■ **EXTRACT**:
□ □ □ □ □ □ □

I’ll just look at the FIRST_NAME column right here. So we see in the first row, which is our VARCHAR2 table, this is exactly what we expect. The first name Larry is five characters long, and we have the 5 bytes that represent those characters. But look at the row for the CHAR table. First of all we have a length of 40 bytes, which is the size of the column, but let’s look at the composition of that 40 bytes. The first 5 bytes are the same as the VARCHAR2 table, and those are the characters for Larry, but all of these extra bytes that are a decimal value of 32 those are space characters. So we see here indeed the string is being space padded, and all these spaces are not just something that are added on when Oracle returns the rows to us. These are actually stored in the column on disk, so we can tell that this one row in the CHAR version of the table is going to take up a lot more space.

The same thing is true if we scroll out a little bit further and we look at the LAST_NAME column. We see the same thing going on.

Now we can look at the impacts of this from a more macro level and see what the difference is in storage for each one of these tables. And so to do that I’m going to run another query here, this query right here, and this gives us some data from the user_tables view so we can quantify these differences. Again I inserted exactly the same data into each of these tables. The only difference is how the rows are represented between the CHAR and the VARCHAR2 columns. As we can see in the CHAR table our average row length is three times that of our VARCHAR2 table, and the total number of blocks, again, we’re using about three times as many. So we see that indeed we are using a lot more space for the CHAR version of the table, and what this is being driven by is all of those space characters that are getting padded onto the end of our strings in those CHAR columns. So what this should really convince us is that pretty much all of the time we should probably be using a VARCHAR2 data type or an NVARCHAR2 data type if we need to represent characters in other character sets because those are going to be much more space efficient, and our data is going to get stored as we expect it to be, just the strings that we want to store, not the space padded version that we’re probably going to end up trimming anyway, so I encourage you in your tables that you build just use the variable length column data type because these are probably going to be the best match for your needs.

VARCHAR2 vs. NVARCHAR2 Data Types

In Oracle we have the choice to define columns that contain character data as the standard CHAR and VARCHAR2 columns that are more familiar to us or as NCHAR or NVARCHAR2 columns. So what is the difference between these choices, and how do we decide when to choose the normal column data type or the N version, its national language counterpart? In Oracle CHAR and VARCHAR2 columns will have their data stored in the default character set of the database. The default character set was selected by the DBA when they installed Oracle. It is important to know what our default character set is because for most of us we built up muscle memory over the years of defining columns as the VARCHAR2 data type, and this character set is going to have big implications in terms of the amount of storage space used and what text we can store in a VARCHAR2 column. For NCHAR and NVARCHAR2 columns these are going to use the national character set defined in your database to store their data. What you need to think here is Unicode as the national character set is going to be a character set implementing either UTF8 or UTF16. If you are familiar with Unicode, you know that one of its big advantages is the ability to represent virtually every character from every language, but again there are some storage implications to this.

□ □ □ □ □ □ □

Resume the passage above on Oracle character column types, writing on from its last sentence.

□ □ □ □ □ □ □

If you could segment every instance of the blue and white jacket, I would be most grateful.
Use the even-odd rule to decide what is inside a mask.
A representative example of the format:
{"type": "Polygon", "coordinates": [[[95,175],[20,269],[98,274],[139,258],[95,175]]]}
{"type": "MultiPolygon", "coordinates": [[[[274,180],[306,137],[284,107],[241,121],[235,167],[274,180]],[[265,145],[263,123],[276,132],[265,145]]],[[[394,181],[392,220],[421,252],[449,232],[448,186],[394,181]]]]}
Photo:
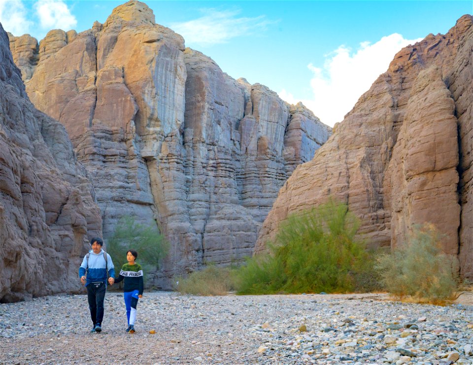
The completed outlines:
{"type": "MultiPolygon", "coordinates": [[[[89,268],[87,269],[87,255],[84,256],[82,263],[79,267],[79,277],[82,277],[87,273],[87,280],[85,283],[87,286],[92,282],[102,281],[107,285],[107,270],[105,266],[105,259],[103,258],[103,250],[101,250],[100,253],[94,254],[91,250],[89,251],[90,256],[89,258],[89,268]]],[[[112,258],[107,254],[107,265],[108,268],[108,276],[115,277],[115,266],[112,262],[112,258]]]]}

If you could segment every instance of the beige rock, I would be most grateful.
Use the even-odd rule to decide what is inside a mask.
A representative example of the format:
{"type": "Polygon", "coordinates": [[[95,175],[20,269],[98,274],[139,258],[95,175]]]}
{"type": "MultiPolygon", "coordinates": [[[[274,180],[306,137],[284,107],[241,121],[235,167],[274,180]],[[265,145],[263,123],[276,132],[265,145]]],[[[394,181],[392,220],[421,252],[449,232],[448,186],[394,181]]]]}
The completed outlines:
{"type": "Polygon", "coordinates": [[[413,224],[436,224],[453,267],[473,277],[472,19],[396,55],[281,188],[256,252],[288,214],[333,197],[360,217],[359,233],[375,246],[403,242],[413,224]]]}
{"type": "Polygon", "coordinates": [[[1,302],[78,292],[88,239],[101,234],[86,171],[64,127],[28,100],[8,42],[0,25],[1,302]]]}
{"type": "Polygon", "coordinates": [[[171,248],[148,277],[169,288],[173,275],[250,255],[278,191],[331,130],[154,22],[131,1],[103,25],[51,31],[36,53],[15,57],[25,67],[37,58],[27,91],[69,133],[104,237],[125,215],[158,224],[171,248]]]}

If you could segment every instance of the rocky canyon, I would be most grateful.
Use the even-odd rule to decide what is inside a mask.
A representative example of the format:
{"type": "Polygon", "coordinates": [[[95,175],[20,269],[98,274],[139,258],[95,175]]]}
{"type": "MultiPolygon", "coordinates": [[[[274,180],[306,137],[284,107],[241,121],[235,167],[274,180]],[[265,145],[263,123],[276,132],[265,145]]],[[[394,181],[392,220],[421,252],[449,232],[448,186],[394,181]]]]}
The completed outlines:
{"type": "Polygon", "coordinates": [[[9,36],[28,98],[85,167],[105,242],[126,215],[169,242],[158,287],[251,255],[280,188],[332,133],[303,104],[186,48],[139,1],[78,34],[9,36]]]}
{"type": "Polygon", "coordinates": [[[0,25],[0,302],[78,291],[102,221],[66,129],[28,100],[0,25]]]}
{"type": "Polygon", "coordinates": [[[414,225],[435,225],[455,271],[473,278],[472,25],[465,15],[396,55],[284,184],[256,252],[288,214],[334,197],[373,246],[396,247],[414,225]]]}

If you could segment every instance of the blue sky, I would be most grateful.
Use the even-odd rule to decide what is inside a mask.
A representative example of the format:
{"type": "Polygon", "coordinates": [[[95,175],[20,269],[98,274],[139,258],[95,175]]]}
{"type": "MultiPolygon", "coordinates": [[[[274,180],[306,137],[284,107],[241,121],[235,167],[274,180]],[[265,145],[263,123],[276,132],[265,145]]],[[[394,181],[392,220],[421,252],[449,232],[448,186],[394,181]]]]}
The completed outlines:
{"type": "MultiPolygon", "coordinates": [[[[0,22],[15,35],[81,32],[122,1],[0,0],[0,22]]],[[[145,1],[156,23],[184,36],[235,78],[302,101],[322,122],[343,119],[403,47],[445,33],[466,1],[145,1]]]]}

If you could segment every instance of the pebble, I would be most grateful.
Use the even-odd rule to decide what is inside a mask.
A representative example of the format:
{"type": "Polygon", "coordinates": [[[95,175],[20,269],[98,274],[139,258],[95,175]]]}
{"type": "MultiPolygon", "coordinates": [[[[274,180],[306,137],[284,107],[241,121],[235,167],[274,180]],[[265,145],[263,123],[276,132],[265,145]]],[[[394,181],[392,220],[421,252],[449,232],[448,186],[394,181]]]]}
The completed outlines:
{"type": "Polygon", "coordinates": [[[0,364],[128,364],[130,348],[133,361],[144,364],[473,363],[471,306],[385,298],[145,292],[133,336],[116,292],[106,297],[101,333],[89,332],[85,295],[0,304],[0,348],[8,349],[0,364]],[[91,359],[83,349],[92,347],[91,359]]]}

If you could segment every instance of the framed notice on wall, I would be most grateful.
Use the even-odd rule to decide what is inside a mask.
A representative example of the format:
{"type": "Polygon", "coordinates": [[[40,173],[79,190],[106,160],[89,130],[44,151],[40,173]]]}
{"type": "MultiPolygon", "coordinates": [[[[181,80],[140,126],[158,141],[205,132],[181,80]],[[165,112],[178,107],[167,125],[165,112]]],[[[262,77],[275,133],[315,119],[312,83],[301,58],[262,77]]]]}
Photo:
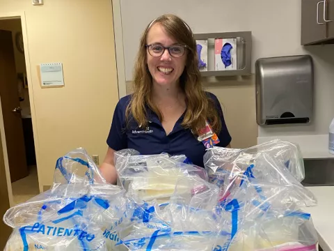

□ □ □ □ □ □ □

■ **RESULT FOR THIS EXERCISE**:
So what character sets is your database using? You can execute this query to find out. The default character set from my Oracle database is WE8MSWIN1252. It will be the character set used in any CHAR or VARCHAR2 columns that I create. And my national character set is AL16UTF16, which is a UTF16 Unicode character set, and this is what’s going to get used for any NCHAR or NVARCHAR2 columns that I define in my database.

So what do these character sets mean? The first character set we saw on my system was WE8MSWIN1252, which is going to be a very common character set if you’re in a nation where a Western European language is prevalent. This character set contains all of the characters needed to represent Western European languages, and it does so in a single byte per character. If you’re only storing Western European characters, this character set is a good choice because it’s very space efficient. If for some reason though you need to store characters from an Easter European language or an Asian language like Japanese, you would be out of luck. Those characters can’t be represented in this character set, and what you get left with would be nonsensical data in your database. Another common character set that you’ll see, especially as the national character set for your database, is AL32UTF8, which is a UTF8 Unicode character set. In this character set Western European characters are represented in a single byte. So if most of your data in your column is Western European text, then this character set remains very efficient; however, it can represent characters in non-Western European languages as well. In order to do so these characters will consume multiple bytes, so in this case each character could take up a variable number of bytes depending on the language of that character in the string. The last character set I am going to talk about is AL16UTF16, which is a UTF16 Unicode character set. In this character set most characters are 2 bytes, and this includes all of the Western European characters as well. So what you want to realize is that if you have a string made up of say 10 ASCII characters, in WE8MSWIN1252 that would take up 10 bytes, but in AL16UTF16 that same string would take up 20 bytes because that’s how UTF16 encodes the data. There are obviously many more character sets out there, but this gives you a flavor for what some of the differences are that you’ll see between these different character sets.

Let’s relate this knowledge about character sets back to our character data types so we understand how all of this fits together. In a practical sense there are two differences we need to be aware of. The first is what type of character strings we will be able to store in a column of a particular data type. CHAR and VARCHAR2 are going to be limited to strings that can be represented in the default character set. In my database that is a Western European character set. If I try to store Eastern European or Asian characters in a CHAR or VARCHAR2 data type, that would result in data loss. So if I need to store values with these types of characters, then I would need to use an NCHAR or NVARCHAR field. You may have a different default character set in your database, but the same principle applies. A CHAR or VARCHAR2 column is limited to the characters that can be represented in your default character set. If you need to step outside of that, then you need to look at the NCHAR and NVARCHAR2 data types. The second consideration is storage. Different character sets encode and represent data differently. In some character sets a single character is a single byte. In other character sets like UTF16 all characters are at least 2 bytes long. This has implications for the maximum length of a string that can be stored in a particular column and for how much space that row is going to take up.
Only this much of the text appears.